In your answer, every line of the records should be written out exactly.

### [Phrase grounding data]
+--

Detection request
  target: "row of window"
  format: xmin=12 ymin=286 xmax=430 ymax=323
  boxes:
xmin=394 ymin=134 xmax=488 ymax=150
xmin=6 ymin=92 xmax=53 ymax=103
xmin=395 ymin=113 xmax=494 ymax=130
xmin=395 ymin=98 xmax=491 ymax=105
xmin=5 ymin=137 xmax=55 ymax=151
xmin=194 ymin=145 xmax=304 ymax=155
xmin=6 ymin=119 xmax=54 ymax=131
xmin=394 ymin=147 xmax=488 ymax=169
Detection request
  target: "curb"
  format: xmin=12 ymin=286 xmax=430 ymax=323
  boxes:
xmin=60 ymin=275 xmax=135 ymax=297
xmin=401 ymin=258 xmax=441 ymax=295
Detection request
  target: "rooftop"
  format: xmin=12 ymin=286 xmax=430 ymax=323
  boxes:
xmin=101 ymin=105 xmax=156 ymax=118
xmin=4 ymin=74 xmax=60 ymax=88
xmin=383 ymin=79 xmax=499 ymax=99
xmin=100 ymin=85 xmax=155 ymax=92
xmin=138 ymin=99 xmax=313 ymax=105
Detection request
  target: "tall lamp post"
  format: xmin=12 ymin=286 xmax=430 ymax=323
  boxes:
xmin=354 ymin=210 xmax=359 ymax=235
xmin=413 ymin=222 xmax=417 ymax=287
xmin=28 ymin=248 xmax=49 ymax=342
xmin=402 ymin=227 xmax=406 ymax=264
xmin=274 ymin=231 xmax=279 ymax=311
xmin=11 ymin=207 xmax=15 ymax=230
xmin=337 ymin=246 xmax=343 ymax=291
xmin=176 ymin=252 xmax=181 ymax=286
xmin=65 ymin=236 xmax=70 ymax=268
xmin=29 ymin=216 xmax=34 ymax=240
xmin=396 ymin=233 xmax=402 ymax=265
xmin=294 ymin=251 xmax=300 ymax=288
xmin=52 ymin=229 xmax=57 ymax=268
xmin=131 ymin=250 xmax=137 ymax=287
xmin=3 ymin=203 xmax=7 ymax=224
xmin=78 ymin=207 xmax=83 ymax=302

+--

### [SOLUTION TO THE PROBLEM]
Detection request
  target: "row of window"
  format: xmin=12 ymin=286 xmax=430 ymax=323
  boxes:
xmin=394 ymin=134 xmax=488 ymax=150
xmin=6 ymin=92 xmax=53 ymax=103
xmin=395 ymin=113 xmax=494 ymax=130
xmin=395 ymin=98 xmax=491 ymax=105
xmin=5 ymin=137 xmax=55 ymax=151
xmin=194 ymin=145 xmax=304 ymax=155
xmin=6 ymin=119 xmax=54 ymax=131
xmin=394 ymin=147 xmax=488 ymax=169
Detection request
  target: "curb"
  format: xmin=12 ymin=286 xmax=430 ymax=323
  boxes:
xmin=60 ymin=275 xmax=135 ymax=297
xmin=401 ymin=258 xmax=441 ymax=295
Detection request
  target: "rooftop"
  format: xmin=12 ymin=286 xmax=430 ymax=323
  boxes:
xmin=101 ymin=105 xmax=156 ymax=118
xmin=4 ymin=74 xmax=60 ymax=88
xmin=383 ymin=79 xmax=499 ymax=99
xmin=100 ymin=85 xmax=155 ymax=92
xmin=138 ymin=99 xmax=313 ymax=105
Detection request
  target: "tall lamp post"
  format: xmin=12 ymin=286 xmax=430 ymax=323
  boxes:
xmin=354 ymin=210 xmax=359 ymax=235
xmin=413 ymin=222 xmax=417 ymax=287
xmin=28 ymin=248 xmax=49 ymax=342
xmin=402 ymin=227 xmax=406 ymax=264
xmin=274 ymin=231 xmax=279 ymax=311
xmin=11 ymin=207 xmax=15 ymax=230
xmin=337 ymin=246 xmax=343 ymax=291
xmin=176 ymin=252 xmax=181 ymax=286
xmin=65 ymin=236 xmax=70 ymax=268
xmin=29 ymin=216 xmax=34 ymax=240
xmin=396 ymin=233 xmax=402 ymax=265
xmin=294 ymin=251 xmax=300 ymax=288
xmin=52 ymin=229 xmax=57 ymax=268
xmin=131 ymin=250 xmax=137 ymax=287
xmin=3 ymin=203 xmax=7 ymax=224
xmin=78 ymin=207 xmax=83 ymax=302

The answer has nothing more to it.